TEKS YANG DITAMPILKAN:
+---+

Menuju konten utama

UU Otsus Papua Jilid 2: Uang Tak Menyelesaikan Konflik Tanah Mama

DPR & pemerintah mengesahkan RUU Otsus Papua menjadi UU. Namun, hal ini dinilai tidak cukup menyelesaikan masalah Papua.

UU Otsus Papua Jilid 2: Uang Tak Menyelesaikan Konflik Tanah Mama
Sejumlah mahasiswa Papua melakukan aksi penolakan perpanjangan otonomi khusus (Otsus) Papua Jilid II di depan gedung Kementerian Dalam Negeri, Rabu (24/2/2021). tirto.id/Andrey Gromico

tirto.id - Dewan Perwakilan Rakyat (DPR) RI mengesahkan Rancangan Undang-Undang tentang Perubahan Kedua atas Undang-Undang Nomor 21 Tahun 2001 tentang Otonomi Khusus bagi Provinsi Papua menjadi Undang-Undang pada Rapat Paripurna Penutupan Masa Persidangan V Tahun 2020-2021 di Jakarta, Kamis (15/7/2021).

Pengesahan diumumkan oleh Wakil Ketua DPR Sufmi Dasco Ahmad sebagai pimpinan rapat, setelah ia meminta persetujuan 492 peserta Rapat Paripurna yang hadir secara langsung dan daring. Para peserta rapat kompak menyetujui perubahan regulasi itu. Proses pengesahan disaksikan Menteri Dalam Negeri Muhammad Tito Karnavian, Menteri Keuangan Sri Mulyani Indrawati, dan Wakil Menteri Hukum dan HAM Edward Omar Sharif Hiariej.

+---+

DATA YANG DISEDIAKAN:
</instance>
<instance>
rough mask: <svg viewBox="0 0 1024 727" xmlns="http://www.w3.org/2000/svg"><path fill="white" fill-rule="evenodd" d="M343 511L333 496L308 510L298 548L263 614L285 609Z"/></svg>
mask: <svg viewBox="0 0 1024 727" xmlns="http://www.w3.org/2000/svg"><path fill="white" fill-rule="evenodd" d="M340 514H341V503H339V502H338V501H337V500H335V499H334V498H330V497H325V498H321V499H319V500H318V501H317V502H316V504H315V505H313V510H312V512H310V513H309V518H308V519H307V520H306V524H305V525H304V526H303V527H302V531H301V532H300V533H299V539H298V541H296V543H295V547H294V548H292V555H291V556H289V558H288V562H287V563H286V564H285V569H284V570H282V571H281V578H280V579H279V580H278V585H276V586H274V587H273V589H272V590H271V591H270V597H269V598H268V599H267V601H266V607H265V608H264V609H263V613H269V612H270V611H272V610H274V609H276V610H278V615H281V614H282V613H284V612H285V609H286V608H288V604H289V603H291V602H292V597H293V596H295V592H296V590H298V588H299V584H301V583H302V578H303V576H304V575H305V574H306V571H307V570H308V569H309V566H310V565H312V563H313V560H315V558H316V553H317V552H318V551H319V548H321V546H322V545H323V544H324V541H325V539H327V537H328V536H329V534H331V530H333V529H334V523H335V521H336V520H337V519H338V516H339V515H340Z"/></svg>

+---+

YANG PERLU DIKERJAKAN:
1) Salin tanpa perubahan seluruh bagian artikel tentang UU Otsus Papua, mulai dari "tirto.id - Dewan" terus sampai "Jakarta, Kamis (15/7/2021).".
2) Tolong lanjutkan artikel tentang UU Otsus Papua dari kalimat terakhirnya.
Data tersebut tidak dipakai sama sekali.

JAWABAN TUGAS:
1)
tirto.id - Dewan Perwakilan Rakyat (DPR) RI mengesahkan Rancangan Undang-Undang tentang Perubahan Kedua atas Undang-Undang Nomor 21 Tahun 2001 tentang Otonomi Khusus bagi Provinsi Papua menjadi Undang-Undang pada Rapat Paripurna Penutupan Masa Persidangan V Tahun 2020-2021 di Jakarta, Kamis (15/7/2021).

2)
RUU Otsus ini merupakan RUU yang diusulkan oleh presiden untuk dibahas bersama dengan DPR melalui Surat Presiden Nomor: R-47/Pres/12/2020. Urgensi perubahan norma yang diusulkan oleh presiden melalui rancangan undang-undang ini, perihal penerimaan dalam rangka dana otsus yang membutuhkan dasar hukum baru pada 2021 untuk keberlanjutan masa berlakunya dana otsus dan sebagai upaya mitigasi turbulensi fiskal di tanah Papua.

RUU yang diusulkan pemerintah ini berisi perubahan terhadap tiga pasal, yakni Pasal 1, Pasal 34, dan Pasal 76, yang memuat materi perihal Dana Otonomi Khusus dan Pemekaran wilayah daerah. Namun, dari hasil Rapat Dengar Pendapat dan Rapat Dengar Pendapat Umum yang dilaksanakan oleh panitia khusus, fraksi-fraksi di DPR berpandangan bahwa persoalan di Papua tidak dapat hanya diselesaikan hanya melalui tiga pasal tersebut.

Akhirnya, 15 pasal di luar substansi yang diajukan, pemerintah dapat mengakomodasikan di dalam perubahan kedua UU Nomor 21 Tahun 2001 ini ditambah dengan 2 pasal substansi materi di luar Undang-Undang. Sehingga, terdapat 20 pasal yang mengalami perubahan. Terdiri dari perubahan pada 18 pasal dan penambahan dua pasal baru.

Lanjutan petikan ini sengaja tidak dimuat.